[Stored records]
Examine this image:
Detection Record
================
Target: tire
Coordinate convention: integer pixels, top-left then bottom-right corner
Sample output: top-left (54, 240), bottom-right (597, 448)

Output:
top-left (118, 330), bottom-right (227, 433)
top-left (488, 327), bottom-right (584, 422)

(BRIEF): Update the material above by changing "tire" to "wheel" and reproduce every line with no other edits.

(RESPONSE TO THIS TASK):
Examine this image:
Detection Record
================
Target: wheel
Coordinate convention: integer pixels, top-left then bottom-right corner
Sample output: top-left (54, 240), bottom-right (597, 448)

Output:
top-left (118, 330), bottom-right (227, 433)
top-left (488, 327), bottom-right (584, 422)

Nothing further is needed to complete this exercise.